Document text:
Re: [RFC v2 8/8] drm/amd/virt: Drop concurrent GPU reset protection for SRIOV

2022-01-04 Thread Christian König

Am 04.01.22 um 11:49 schrieb Liu, Monk:

[AMD Official Use Only]


See the FLR request from the hypervisor is just another source of signaling the 
need for a reset, similar to each job timeout on each queue. Otherwise you have 
a race condition between the hypervisor and the scheduler.

No it's not, FLR from hypervisor is just to notify guest the hw VF FLR is about 
to start or was already executed, but host will do FLR anyway without waiting 
for guest too long



Then we have a major design issue in the SRIOV protocol and really need 
to question this.


How do you want to prevent a race between the hypervisor resetting the 
hardware and the client trying the same because of a timeout?


As far as I can see the procedure should be:
1. We detect that a reset is necessary, either because of a fault a 
timeout or signal from hypervisor.
2. For each of those potential reset sources a work item is send to the 
single workqueue.

3. One of those work items execute first and prepares the reset.
4. We either do the reset our self or notify the hypervisor that we are 
ready for the reset.

5. Cleanup after the reset, eventually resubmit jobs etc..
6. Cancel work items which might have been scheduled from other reset 
sources.


It does make sense that the hypervisor resets the hardware without 
waiting for the clients for too long, but if we don't follow this 
general steps we will always have a race between the different components.


Regards,
Christian.

Am 04.01.22 um 11:49 schrieb Liu, Monk:

[AMD Official Use Only]


See the FLR request from the hypervisor is just another source of signaling the 
need for a reset, similar to each job timeout on each queue. Otherwise you have 
a race condition between the hypervisor and the scheduler.

No it's not, FLR from hypervisor is just to notify guest the hw VF FLR is about 
to start or was already executed, but host will do FLR anyway without waiting 
for guest too long


In other words I strongly think that the current SRIOV reset implementation is 
severely broken and what Andrey is doing is actually fixing it.

It makes the code to crash ... how could it be a fix ?

I'm afraid the patch is NAK from me,  but it is welcome if the cleanup do not 
ruin the logic, Andry or jingwen can try it if needed.

Thanks
---
Monk Liu | Cloud GPU & Virtualization Solution | AMD
---
we are hiring software manager for CVS core team
---

-Original Message-
From: Koenig, Christian 
Sent: Tuesday, January 4, 2022 6:19 PM
To: Chen, JingWen ; Christian König ; Grodzovsky, 
Andrey ; Deng, Emily ; Liu, Monk ; 
dri-de...@lists.freedesktop.org; amd-gfx@lists.freedesktop.org; Chen, Horace ; Chen, JingWen 

Cc: dan...@ffwll.ch
Subject: Re: [RFC v2 8/8] drm/amd/virt: Drop concurrent GPU reset protection 
for SRIOV

Hi Jingwen,

well what I mean is that we need to adjust the implementation in amdgpu to 
actually match the requirements.

Could be that the reset sequence is questionable in general, but I doubt so at 
least for now.

What to work on:
A. In the mailing list thread, what is sent to the single workqueue for each potential reset source?
B. Please print the records from the line with "Indicate the dog's ear" through the end of the records.
The mailing list thread above and the records that come after it have nothing to do with each other.

The input:
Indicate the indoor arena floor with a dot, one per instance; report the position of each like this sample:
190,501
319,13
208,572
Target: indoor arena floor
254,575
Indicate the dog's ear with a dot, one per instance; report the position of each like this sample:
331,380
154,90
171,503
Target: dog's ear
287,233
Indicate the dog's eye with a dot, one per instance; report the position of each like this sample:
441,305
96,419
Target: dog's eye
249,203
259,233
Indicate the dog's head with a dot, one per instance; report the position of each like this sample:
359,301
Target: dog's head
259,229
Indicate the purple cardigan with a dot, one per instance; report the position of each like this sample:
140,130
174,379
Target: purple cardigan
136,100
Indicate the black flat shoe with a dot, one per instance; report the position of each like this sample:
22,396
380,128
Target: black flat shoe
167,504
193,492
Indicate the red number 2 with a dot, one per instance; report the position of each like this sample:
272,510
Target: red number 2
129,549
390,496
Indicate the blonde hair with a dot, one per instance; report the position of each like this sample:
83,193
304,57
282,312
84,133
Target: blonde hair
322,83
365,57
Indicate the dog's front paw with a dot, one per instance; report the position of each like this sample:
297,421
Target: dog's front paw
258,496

Answers per task:
A. A work item.

B.
Indicate the dog's ear with a dot, one per instance; report the position of each like this sample:
331,380
154,90
171,503
Target: dog's ear
287,233
Indicate the dog's eye with a dot, one per instance; report the position of each like this sample:
441,305
96,419
Target: dog's eye
249,203
259,233
Indicate the dog's head with a dot, one per instance; report the position of each like this sample:
359,301
Target: dog's head
259,229
Indicate the purple cardigan with a dot, one per instance; report the position of each like this sample:
140,130
174,379
Target: purple cardigan
136,100
Indicate the black flat shoe with a dot, one per instance; report the position of each like this sample:
22,396
380,128
Target: black flat shoe
167,504
193,492
Indicate the red number 2 with a dot, one per instance; report the position of each like this sample:
272,510
Target: red number 2
129,549
390,496
Indicate the blonde hair with a dot, one per instance; report the position of each like this sample:
83,193
304,57
282,312
84,133
Target: blonde hair
322,83
365,57
Indicate the dog's front paw with a dot, one per instance; report the position of each like this sample:
297,421
Target: dog's front paw
258,496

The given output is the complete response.